[Point annotation dataset records]
^^^^

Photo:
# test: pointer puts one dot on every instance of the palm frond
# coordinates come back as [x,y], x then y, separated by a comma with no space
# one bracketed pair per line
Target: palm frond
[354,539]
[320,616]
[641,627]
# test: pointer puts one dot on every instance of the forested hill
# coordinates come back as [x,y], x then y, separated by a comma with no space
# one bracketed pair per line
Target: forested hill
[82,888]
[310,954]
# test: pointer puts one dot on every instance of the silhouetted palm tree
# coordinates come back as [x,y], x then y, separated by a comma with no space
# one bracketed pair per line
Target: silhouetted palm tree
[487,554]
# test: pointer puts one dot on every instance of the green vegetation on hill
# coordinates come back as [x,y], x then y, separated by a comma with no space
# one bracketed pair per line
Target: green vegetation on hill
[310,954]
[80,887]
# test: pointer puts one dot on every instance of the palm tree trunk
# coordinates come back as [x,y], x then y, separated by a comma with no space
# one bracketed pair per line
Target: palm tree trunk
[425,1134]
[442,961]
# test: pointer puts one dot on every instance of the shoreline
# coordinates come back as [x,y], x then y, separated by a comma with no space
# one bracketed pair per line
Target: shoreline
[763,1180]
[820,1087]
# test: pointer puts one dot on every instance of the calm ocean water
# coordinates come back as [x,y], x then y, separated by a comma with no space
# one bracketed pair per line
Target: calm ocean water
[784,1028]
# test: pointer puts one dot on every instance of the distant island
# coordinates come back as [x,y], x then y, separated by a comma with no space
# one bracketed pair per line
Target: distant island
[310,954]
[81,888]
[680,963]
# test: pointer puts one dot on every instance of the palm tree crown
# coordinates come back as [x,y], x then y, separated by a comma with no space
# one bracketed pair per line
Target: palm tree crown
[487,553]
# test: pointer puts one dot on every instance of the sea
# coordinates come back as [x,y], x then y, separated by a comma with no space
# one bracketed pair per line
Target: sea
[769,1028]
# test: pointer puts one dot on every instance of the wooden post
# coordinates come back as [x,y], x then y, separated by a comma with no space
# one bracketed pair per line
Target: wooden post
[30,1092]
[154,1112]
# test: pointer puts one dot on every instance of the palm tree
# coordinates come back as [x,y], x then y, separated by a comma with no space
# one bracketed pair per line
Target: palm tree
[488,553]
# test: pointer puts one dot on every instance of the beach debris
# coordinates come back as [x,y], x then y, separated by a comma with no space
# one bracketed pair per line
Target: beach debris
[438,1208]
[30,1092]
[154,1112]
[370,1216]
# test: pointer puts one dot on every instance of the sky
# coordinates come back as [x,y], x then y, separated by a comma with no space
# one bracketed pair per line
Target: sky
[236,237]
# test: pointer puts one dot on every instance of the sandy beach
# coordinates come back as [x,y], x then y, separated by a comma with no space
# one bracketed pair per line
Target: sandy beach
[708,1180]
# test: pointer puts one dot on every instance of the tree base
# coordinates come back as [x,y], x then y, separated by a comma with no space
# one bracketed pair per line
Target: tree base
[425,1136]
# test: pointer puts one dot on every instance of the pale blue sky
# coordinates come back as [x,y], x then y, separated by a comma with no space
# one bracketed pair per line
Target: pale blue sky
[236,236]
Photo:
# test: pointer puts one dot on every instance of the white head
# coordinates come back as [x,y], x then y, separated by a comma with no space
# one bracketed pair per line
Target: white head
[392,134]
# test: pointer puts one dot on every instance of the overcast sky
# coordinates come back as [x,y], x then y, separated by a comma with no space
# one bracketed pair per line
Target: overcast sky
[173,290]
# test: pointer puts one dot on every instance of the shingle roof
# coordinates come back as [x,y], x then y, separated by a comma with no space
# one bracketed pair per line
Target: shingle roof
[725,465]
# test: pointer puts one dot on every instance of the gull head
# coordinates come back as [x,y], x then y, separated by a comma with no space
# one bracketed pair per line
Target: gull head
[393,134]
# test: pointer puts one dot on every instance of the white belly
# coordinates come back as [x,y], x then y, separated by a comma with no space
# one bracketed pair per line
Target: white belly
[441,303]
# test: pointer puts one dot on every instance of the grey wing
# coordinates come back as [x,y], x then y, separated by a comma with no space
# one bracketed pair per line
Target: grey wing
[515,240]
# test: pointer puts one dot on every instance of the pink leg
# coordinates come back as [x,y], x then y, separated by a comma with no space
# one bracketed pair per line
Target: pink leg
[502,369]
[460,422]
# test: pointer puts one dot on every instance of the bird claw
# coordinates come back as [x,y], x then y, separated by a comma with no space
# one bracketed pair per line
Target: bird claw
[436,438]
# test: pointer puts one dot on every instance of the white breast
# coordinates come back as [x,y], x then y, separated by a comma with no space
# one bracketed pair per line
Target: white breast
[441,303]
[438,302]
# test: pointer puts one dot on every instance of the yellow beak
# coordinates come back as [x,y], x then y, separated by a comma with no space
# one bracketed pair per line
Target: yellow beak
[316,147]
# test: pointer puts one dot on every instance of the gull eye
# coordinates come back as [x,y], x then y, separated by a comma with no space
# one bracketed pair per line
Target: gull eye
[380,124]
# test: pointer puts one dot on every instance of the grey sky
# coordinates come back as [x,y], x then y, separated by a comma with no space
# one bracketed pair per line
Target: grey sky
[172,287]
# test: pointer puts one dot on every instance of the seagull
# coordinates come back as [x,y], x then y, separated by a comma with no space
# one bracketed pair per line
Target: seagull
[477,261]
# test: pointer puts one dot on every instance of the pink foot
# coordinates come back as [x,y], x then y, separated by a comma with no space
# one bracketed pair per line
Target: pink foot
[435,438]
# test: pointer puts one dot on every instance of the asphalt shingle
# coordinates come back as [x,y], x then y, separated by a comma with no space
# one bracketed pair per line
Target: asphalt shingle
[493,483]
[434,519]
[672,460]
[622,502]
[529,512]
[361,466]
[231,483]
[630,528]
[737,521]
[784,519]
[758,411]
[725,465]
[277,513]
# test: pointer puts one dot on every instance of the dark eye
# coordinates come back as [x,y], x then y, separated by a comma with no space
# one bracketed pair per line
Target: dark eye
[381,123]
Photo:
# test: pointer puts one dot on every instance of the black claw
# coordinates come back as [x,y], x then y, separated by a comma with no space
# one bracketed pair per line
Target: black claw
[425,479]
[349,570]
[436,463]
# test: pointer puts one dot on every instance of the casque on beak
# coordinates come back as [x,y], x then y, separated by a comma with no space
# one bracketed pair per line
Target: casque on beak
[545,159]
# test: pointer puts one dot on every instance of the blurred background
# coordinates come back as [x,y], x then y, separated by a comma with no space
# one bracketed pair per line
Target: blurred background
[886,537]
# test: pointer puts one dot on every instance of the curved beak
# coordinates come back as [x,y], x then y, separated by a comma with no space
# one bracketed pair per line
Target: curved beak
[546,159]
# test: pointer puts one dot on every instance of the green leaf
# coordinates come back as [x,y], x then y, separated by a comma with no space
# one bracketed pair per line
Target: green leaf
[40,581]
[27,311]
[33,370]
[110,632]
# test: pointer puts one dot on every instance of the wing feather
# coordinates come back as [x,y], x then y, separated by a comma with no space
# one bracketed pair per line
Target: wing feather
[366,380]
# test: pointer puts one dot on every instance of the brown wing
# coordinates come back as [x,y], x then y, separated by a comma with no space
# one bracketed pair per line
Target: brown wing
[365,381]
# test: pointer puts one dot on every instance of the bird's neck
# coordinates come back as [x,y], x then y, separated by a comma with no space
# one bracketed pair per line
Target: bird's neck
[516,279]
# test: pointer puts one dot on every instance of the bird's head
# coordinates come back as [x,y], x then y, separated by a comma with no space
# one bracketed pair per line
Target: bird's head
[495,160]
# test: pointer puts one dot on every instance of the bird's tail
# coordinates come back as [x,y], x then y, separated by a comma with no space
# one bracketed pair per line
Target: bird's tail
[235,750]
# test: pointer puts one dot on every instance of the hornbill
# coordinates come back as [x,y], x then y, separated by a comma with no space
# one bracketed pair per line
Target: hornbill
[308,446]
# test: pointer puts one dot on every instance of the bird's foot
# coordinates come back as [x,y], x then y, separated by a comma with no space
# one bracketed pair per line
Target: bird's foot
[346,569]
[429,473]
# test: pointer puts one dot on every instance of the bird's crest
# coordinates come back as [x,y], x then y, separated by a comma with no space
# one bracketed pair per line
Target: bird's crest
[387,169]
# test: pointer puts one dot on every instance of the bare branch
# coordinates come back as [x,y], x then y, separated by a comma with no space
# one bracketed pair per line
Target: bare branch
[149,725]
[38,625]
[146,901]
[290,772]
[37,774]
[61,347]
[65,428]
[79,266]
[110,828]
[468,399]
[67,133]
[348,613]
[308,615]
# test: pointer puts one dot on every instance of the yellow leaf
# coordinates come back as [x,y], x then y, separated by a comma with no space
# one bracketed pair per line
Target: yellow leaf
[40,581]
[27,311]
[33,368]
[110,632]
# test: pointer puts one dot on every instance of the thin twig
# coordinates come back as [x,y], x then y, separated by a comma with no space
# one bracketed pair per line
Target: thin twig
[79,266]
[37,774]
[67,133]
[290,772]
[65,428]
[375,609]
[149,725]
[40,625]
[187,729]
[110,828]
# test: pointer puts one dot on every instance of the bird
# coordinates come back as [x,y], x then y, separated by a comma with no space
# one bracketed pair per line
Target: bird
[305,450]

^^^^

The problem> Begin at the line containing "the bare branch" and reproduce each line through the end of the records above.

Solution for this exercise>
# test: pointer puts one dot on every instance of the bare branch
# coordinates come back as [x,y], x then y, separated by a comma with no space
# one bracketed pair per line
Target: bare branch
[149,725]
[38,625]
[146,901]
[290,772]
[37,774]
[61,347]
[65,428]
[79,266]
[110,828]
[468,399]
[67,133]
[348,613]
[308,615]
# test: pointer puts one dot on every instance of the yellow leaf
# coordinates come back as [x,y], x then y, separated by a comma with no space
# one bracketed pair per line
Target: yellow leaf
[40,581]
[27,311]
[33,368]
[110,632]
# test: pointer puts one dot on every instance of the thin twig
# coordinates come back as [x,y], x then y, separated by a comma with no space
# one bracketed pair per line
Target: thin twig
[79,266]
[37,774]
[67,133]
[290,772]
[65,428]
[375,609]
[149,725]
[40,625]
[187,729]
[110,828]
# test: pointer puts one dot on every instance of the bird
# coordinates come back as [x,y], x then y, separated by a comma with no space
# one bracketed pair per line
Target: bird
[305,450]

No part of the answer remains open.